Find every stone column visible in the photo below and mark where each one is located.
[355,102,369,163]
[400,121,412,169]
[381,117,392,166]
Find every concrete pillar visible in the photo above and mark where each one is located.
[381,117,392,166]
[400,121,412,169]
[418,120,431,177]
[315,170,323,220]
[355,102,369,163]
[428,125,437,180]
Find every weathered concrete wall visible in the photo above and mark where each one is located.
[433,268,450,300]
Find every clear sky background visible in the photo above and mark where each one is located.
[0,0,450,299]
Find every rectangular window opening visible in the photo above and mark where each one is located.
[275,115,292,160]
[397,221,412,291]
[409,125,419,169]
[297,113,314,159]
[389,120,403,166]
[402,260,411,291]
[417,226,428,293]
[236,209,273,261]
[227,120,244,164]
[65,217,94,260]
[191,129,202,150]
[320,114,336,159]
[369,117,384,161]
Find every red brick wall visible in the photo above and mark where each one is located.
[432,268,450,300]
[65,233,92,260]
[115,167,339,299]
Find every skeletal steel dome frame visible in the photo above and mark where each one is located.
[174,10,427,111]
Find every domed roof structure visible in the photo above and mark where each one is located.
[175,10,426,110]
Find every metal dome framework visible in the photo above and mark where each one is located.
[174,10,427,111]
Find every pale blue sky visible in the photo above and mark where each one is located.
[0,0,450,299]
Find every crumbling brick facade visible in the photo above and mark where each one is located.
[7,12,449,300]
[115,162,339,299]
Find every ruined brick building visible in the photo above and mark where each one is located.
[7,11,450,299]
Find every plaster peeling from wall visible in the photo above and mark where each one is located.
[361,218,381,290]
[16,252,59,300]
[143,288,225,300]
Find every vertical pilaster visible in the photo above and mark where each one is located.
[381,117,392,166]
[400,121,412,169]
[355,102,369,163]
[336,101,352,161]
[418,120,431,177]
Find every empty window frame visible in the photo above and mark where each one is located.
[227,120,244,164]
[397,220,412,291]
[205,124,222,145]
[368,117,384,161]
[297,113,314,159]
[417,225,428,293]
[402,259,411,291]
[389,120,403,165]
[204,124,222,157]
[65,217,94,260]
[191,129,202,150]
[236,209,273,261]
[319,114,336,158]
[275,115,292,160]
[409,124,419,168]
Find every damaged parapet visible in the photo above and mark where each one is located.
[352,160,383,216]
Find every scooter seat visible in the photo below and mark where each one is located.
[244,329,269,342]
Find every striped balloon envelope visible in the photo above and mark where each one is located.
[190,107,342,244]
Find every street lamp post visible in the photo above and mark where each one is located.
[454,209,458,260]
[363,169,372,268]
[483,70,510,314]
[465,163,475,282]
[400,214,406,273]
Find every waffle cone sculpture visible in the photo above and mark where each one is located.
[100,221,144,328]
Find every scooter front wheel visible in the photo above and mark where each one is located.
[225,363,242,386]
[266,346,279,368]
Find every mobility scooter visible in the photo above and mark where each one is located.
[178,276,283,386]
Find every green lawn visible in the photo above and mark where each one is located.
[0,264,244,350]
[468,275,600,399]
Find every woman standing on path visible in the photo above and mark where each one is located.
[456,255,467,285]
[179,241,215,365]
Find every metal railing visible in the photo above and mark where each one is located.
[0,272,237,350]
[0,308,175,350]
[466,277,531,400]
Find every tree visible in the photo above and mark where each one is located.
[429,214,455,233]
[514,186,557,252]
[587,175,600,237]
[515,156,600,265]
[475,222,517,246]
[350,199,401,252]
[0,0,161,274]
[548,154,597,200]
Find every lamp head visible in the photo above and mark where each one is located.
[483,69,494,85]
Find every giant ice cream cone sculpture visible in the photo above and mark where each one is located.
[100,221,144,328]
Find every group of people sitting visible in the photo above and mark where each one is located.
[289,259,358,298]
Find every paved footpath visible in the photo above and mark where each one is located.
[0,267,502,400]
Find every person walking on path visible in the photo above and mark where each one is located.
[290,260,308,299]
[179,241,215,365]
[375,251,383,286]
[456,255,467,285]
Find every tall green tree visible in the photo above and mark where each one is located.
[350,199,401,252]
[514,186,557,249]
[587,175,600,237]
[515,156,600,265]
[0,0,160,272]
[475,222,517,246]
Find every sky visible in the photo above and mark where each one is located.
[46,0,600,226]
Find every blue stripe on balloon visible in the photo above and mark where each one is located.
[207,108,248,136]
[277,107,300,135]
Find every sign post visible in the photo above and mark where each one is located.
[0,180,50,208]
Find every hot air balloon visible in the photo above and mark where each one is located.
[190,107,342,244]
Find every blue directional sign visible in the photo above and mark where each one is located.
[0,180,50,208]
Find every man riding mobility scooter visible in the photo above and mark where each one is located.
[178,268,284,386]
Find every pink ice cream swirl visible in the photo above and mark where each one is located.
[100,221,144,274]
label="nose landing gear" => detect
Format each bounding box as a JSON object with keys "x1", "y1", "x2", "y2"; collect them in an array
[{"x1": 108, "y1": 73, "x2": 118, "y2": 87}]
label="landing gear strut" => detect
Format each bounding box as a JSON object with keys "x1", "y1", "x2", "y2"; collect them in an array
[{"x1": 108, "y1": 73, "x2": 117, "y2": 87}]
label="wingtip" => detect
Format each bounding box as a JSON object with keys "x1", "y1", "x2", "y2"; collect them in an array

--------------------------------------------------

▶ GIVEN REQUEST: Quote the records from the line with "Find every giant" up to and including the line with "[289,259,358,298]", reproducing them exactly.

▶ TASK RESULT:
Find every giant ice cream cone sculpture visible in the photo above and mark where each one is located.
[100,221,144,328]
Find every group of people sitting visible in the photo above and mark where each one is located.
[289,259,358,298]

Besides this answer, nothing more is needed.